■ **Selected excerpt**

------------------------------------------------------------------------

The side effects of zoledronic acid include acute fever, muscle aches and pain (on initial infusion), potential renal dysfunction, and osteonecrosis. Osteonecrosis is defined as necrotic bone for more than 6 weeks in an area normally covered by mucosa, prior or current bisphosphonate (or denosumab), and no prior history of radiation. In trials of oral bisphosphonates in postmenopausal women or zoledronic acid prescribed for bone loss, the incidence of osteonecrosis is extremely low on the order of 0.2 % or less [61]. Denosumab is currently being evaluated in early stage breast cancer. When denosumab or zoledronic acid are used monthly for extended durations of time to treat skeletal metastases the incidence of osteonecrosis is between 1 %–1.5 % [62].

Suggested Approach and Recommendations

The American Society of Clinical Oncology (ASCO) update on bisphosphonates and bone health in women with breast cancer [63], and the National Cancer Center Network (NCCN) Task Force Report on bone health in cancer care [64••], both consider treatment-related ovarian failure as a risk factor bone loss. Figure 2 illustrates a suggested approach and recommendations for premenopausal women with breast cancer to optimize bone health. All premenopausal women with early stage breast cancer that receive either adjuvant chemotherapy or ovarian ablation should be evaluated for osteoporotic risk factors and counseled regarding lifestyle changes that promote bone health. These include adequate intake of calcium and vitamin D, lifelong participation in regular weight-bearing and muscle-strengthening exercise, cessation of tobacco use, identification and treatment of alcoholism [42]. Those that have treatment-related amenorrhea for more than 1 year should have BMD assessed by central DEXA. If T score is ≤ -2.0 and/or the Z-score is ≤ 2.0, we recommend a vitamin 25-OH D level and parathyroid hormone level should be obtained to rule out secondary causes of bone loss. The threshold for initiating bisphosphonate in premenopausal women with breast cancer receiving treatment varies [49••, 63, 64••]. The recommendations vary from T scores of ≤1.5 with osteoporotic risk factors to ≤2.5, but none has been validated or correlated with increased fracture risk in the premenopausal women with early treatment-induced ovarian failure.The schedule of zoledronic acid in trials of treatment-induced ovarian failure is 4 mg every 3-6 months for 1-2 years. [37, 40] Oral bisphosphonates, denosumab or one annual dose of zoledronic acid may be used, however, there are no data in treatment-induced ovarian failure.

------------------------------------------------------------------------

■ **Exercise aim**
Reproduce the portion of the passage on bone health in women with breast cancer starting with "The side effects" and going on through "between 1 %–1.5 % [62].".

------------------------------------------------------------------------

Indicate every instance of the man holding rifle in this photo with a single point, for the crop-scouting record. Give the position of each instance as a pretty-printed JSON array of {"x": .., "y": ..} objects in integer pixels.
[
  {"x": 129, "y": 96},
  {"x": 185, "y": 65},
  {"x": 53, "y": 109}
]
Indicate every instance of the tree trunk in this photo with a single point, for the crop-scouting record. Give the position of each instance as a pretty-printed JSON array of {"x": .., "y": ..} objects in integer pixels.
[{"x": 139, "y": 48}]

------------------------------------------------------------------------

■ **Exercise output**
The side effects of zoledronic acid include acute fever, muscle aches and pain (on initial infusion), potential renal dysfunction, and osteonecrosis. Osteonecrosis is defined as necrotic bone for more than 6 weeks in an area normally covered by mucosa, prior or current bisphosphonate (or denosumab), and no prior history of radiation. In trials of oral bisphosphonates in postmenopausal women or zoledronic acid prescribed for bone loss, the incidence of osteonecrosis is extremely low on the order of 0.2 % or less [61]. Denosumab is currently being evaluated in early stage breast cancer. When denosumab or zoledronic acid are used monthly for extended durations of time to treat skeletal metastases the incidence of osteonecrosis is between 1 %–1.5 % [62].